Exercise details: Everything from the line containing "the front wheel" through the final line of the records must be transcribed verbatim; nothing else belongs in the result.

Data lines:
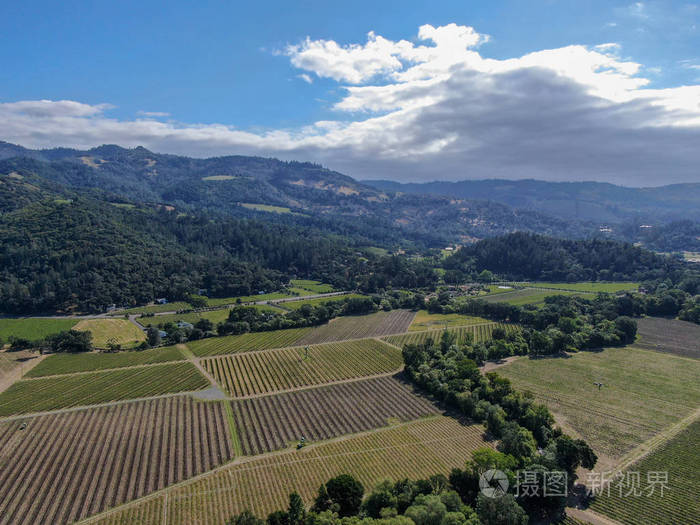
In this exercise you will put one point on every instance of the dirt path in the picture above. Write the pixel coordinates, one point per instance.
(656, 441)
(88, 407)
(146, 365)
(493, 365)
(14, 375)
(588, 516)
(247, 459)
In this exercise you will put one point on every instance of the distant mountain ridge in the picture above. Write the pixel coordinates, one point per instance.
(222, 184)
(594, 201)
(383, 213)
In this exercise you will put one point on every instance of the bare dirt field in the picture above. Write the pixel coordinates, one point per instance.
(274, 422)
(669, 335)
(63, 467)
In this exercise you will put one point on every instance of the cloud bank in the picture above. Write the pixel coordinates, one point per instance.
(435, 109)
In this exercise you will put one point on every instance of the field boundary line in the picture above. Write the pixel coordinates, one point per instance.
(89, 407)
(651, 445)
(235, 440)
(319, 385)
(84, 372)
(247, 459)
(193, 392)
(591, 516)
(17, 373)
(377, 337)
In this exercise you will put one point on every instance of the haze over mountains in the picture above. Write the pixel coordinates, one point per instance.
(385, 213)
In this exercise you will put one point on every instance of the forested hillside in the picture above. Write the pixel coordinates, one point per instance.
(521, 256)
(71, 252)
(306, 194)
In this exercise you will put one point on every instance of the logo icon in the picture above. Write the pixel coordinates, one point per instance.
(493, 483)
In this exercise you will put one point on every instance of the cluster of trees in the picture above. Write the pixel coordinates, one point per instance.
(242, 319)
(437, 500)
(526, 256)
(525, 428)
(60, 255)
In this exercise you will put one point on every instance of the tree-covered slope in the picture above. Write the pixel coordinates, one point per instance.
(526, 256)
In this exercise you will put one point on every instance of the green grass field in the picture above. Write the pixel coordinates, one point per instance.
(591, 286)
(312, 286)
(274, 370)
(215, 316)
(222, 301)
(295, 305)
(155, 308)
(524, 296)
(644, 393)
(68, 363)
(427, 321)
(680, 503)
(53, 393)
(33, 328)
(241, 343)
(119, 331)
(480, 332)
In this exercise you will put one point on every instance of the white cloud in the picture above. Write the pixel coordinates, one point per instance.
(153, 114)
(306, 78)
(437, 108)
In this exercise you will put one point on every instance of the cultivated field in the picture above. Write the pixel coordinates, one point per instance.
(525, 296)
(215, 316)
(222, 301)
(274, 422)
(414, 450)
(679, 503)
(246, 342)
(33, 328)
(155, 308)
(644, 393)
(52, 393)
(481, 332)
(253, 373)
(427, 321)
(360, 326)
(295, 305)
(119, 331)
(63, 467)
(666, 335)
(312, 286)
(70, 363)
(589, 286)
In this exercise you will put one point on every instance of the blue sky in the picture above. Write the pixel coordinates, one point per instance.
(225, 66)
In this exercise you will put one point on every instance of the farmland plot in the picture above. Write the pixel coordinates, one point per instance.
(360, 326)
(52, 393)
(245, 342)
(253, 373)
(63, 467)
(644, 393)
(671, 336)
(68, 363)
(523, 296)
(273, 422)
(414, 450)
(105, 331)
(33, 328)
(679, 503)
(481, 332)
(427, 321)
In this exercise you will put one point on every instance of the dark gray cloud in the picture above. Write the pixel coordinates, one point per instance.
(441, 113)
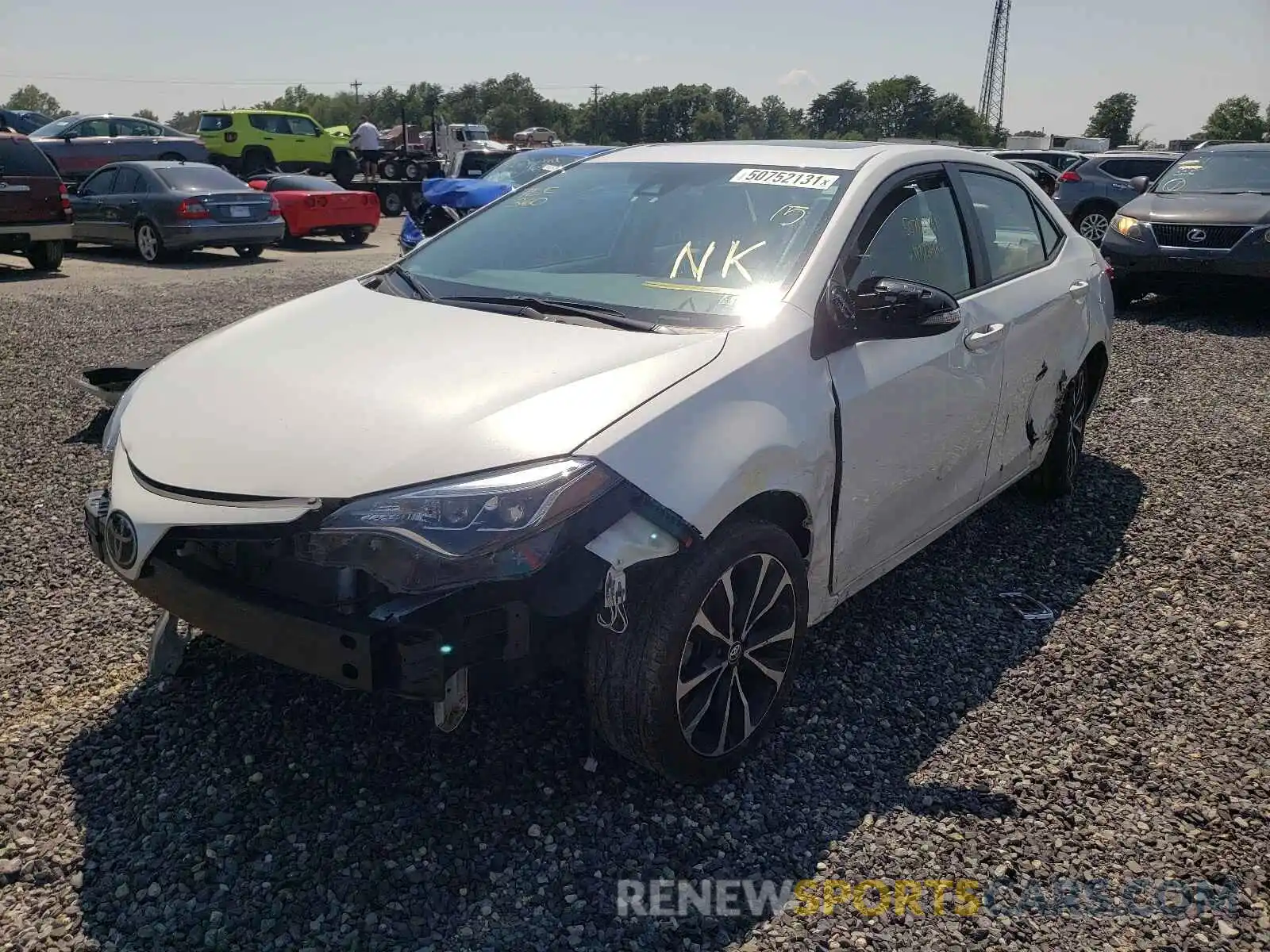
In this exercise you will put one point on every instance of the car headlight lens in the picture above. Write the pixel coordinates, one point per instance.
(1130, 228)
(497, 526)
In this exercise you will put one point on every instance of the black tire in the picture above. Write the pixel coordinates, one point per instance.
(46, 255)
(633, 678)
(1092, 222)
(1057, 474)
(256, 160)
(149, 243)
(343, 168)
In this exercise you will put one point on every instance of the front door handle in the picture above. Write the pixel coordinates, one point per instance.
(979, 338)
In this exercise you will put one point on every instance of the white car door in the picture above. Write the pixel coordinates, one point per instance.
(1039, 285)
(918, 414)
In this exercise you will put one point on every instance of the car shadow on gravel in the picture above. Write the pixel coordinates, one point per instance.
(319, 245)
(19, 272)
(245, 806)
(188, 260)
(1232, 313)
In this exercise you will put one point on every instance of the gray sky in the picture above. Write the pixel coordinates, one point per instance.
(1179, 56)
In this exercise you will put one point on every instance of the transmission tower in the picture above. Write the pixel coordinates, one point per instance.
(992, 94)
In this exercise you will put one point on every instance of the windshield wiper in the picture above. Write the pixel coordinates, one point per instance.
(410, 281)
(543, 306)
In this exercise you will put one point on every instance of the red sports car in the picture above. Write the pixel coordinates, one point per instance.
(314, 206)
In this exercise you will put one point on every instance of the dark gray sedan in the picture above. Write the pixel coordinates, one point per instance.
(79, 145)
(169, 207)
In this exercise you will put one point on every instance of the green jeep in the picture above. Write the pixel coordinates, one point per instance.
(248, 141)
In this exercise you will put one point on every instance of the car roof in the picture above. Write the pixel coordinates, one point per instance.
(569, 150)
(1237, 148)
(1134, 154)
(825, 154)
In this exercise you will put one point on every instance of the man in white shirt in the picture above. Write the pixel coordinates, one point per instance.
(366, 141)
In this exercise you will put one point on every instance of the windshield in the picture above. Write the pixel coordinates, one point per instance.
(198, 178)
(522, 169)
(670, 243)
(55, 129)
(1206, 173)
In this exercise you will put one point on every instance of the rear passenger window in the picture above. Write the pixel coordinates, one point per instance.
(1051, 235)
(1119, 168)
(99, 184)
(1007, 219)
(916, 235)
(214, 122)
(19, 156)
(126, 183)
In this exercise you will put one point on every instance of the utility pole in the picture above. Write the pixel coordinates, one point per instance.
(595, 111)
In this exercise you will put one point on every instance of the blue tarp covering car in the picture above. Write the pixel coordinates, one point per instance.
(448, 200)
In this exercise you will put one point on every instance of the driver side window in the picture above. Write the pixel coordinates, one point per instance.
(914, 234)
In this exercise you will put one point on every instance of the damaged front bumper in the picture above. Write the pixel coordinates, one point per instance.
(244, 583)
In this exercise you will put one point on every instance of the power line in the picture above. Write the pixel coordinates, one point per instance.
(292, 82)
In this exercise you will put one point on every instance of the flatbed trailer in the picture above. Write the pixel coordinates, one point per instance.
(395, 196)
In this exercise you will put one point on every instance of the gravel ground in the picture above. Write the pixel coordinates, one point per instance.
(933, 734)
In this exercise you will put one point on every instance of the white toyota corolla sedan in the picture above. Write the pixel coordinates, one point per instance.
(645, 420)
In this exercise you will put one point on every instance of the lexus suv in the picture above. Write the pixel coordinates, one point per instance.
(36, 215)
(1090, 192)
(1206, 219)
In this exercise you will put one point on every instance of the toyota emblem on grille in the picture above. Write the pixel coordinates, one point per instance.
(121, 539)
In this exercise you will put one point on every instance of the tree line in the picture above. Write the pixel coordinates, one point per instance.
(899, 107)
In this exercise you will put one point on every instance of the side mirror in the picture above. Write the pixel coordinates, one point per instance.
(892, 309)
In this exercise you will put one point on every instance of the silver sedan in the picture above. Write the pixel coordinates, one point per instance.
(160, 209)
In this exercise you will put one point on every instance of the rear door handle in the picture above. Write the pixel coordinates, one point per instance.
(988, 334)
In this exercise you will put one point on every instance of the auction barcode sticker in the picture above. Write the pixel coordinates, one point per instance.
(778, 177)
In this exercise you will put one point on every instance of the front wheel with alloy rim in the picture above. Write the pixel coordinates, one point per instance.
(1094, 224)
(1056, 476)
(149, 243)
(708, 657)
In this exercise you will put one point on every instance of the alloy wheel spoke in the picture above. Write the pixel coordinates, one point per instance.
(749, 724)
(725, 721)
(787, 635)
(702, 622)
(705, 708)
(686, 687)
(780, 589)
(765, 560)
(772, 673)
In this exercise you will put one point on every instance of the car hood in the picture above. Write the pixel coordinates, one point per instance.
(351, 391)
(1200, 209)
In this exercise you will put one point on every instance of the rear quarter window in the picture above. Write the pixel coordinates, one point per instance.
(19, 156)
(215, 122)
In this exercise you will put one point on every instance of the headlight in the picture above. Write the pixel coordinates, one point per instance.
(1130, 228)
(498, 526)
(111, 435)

Worked answer:
In this exercise you will put one point on every instance of the front wheel with alloy rim in the picture above. Write the pixel coordinates, one point per instance.
(1094, 224)
(1056, 476)
(149, 243)
(708, 657)
In this exercise you will put one point on every instance of the alloy wheel spoke in the picture above. Write the pixel coordinates, one point per instance.
(749, 724)
(725, 721)
(787, 635)
(702, 622)
(705, 708)
(686, 687)
(780, 589)
(765, 560)
(772, 673)
In this exercise you will put one point on every instance of the car hood in the picture above. Write the pixel coordinates, one point per instance.
(351, 391)
(1200, 209)
In this exercise you will put one point on every instance of the rear quarter window in the picture above. Write the pixel coordinates, one point per instance.
(19, 156)
(215, 122)
In this exercise you will put one point on every instance of the headlight in the picture above. Write the pixel coordinates, one point per instance.
(1130, 228)
(498, 526)
(111, 435)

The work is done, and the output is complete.